Patients with rheumatoid arthritis who carry a specific allele of the gene MUC5B have about double the risk of developing interstitial lung disease when compared with noncarriers, according to a large Finnish biobank study presented at the annual European Congress of Rheumatology.
“The risk difference [or carriers relative to noncarriers] started at about age 65, with a bigger difference [for] men than women,” reported Antti Palomäki, MD, PhD, of the center for rheumatology and clinical immunology at Turku (Finland) University.
The gain-of-function MUC5B variant, which encodes mucin 5B, was first linked to RA-associated interstitial lung disease (ILD) more than 3 years ago. At that time, it was already a known genetic risk factor for idiopathic pulmonary fibrosis in the general population. The new data confirm the association in a longitudinal analysis of a large biobank and suggest the association might have clinical utility.
“This is not ready for clinical practice at the moment. We do not yet know whether we can change therapy to reduce risk,” Palomäki said, adding “in the future we can look.”
One question that might be asked in clinical studies using MUC5B as a tool to assess and modify risk of ILD in patients with RA is whether one therapy is better than another in avoiding or delaying development of lung fibrosis. Palomäki noted that biologics, for example, might be a more favorable choice in patients with RA who are at high risk of developing ILD.
The association of the MUC5B variant with increased ILD incidence in patients with RA was drawn from a data set known as FinnGen, a biobank collection of epidemiologic cohorts and hospital samples with genotypes of about 10% of the Finnish population. Follow-up extends to 46 years in some of these individuals.
When 248,4000 individuals in this data set were evaluated, 5,534 had a diagnosis of RA. Of these, 178 (3.2%) developed ILD. About 20% of both those with and without RA were MUC5B variant carriers, meaning the remainder were not.
Sex and Age Factor Into Lifetime Risk
In patients with RA, the lifetime rate of ILD among MUC5B variant carriers was 16.8% versus only 6.1% among noncarriers. This finding translated into a hazard ratio for ILD of 2.27 (95% confidence interval, 1.75–2.96) for variant carriers versus noncarriers.

Assigned task A
In the MUC5B article, what lifetime rate of interstitial lung disease was found among MUC5B variant carriers with rheumatoid arthritis?
Assigned task B
Reproduce the portion of the MUC5B article that opens with the words containing "When 248,4000 individuals" and closes with "carriers versus noncarriers.".

Data supplied
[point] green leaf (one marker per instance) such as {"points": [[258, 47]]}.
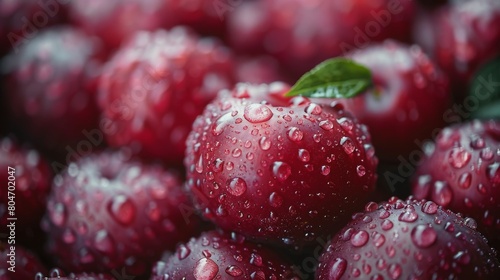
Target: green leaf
{"points": [[485, 92], [333, 78]]}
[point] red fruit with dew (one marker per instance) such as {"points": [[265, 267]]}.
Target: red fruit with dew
{"points": [[276, 169], [412, 239], [217, 255], [154, 87], [104, 210], [462, 173]]}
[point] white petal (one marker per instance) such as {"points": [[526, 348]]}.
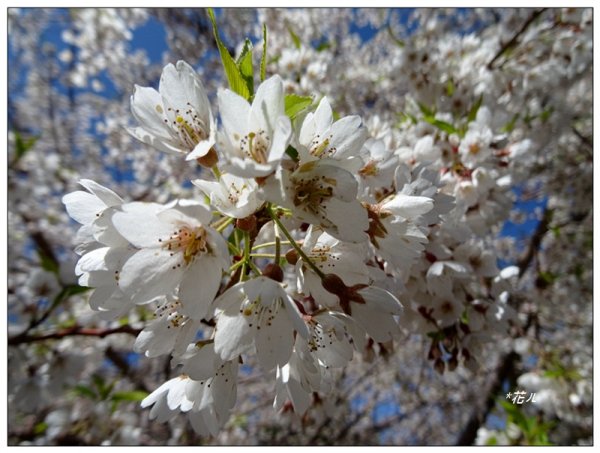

Expected output A
16.8%

Expected output B
When 248,4000 individuals in this data set were evaluated, 5,534 had a diagnosis of RA. Of these, 178 (3.2%) developed ILD. About 20% of both those with and without RA were MUC5B variant carriers, meaning the remainder were not.
Sex and Age Factor Into Lifetime Risk
In patients with RA, the lifetime rate of ILD among MUC5B variant carriers was 16.8% versus only 6.1% among noncarriers. This finding translated into a hazard ratio for ILD of 2.27 (95% confidence interval, 1.75–2.96) for variant carriers versus noncarriers.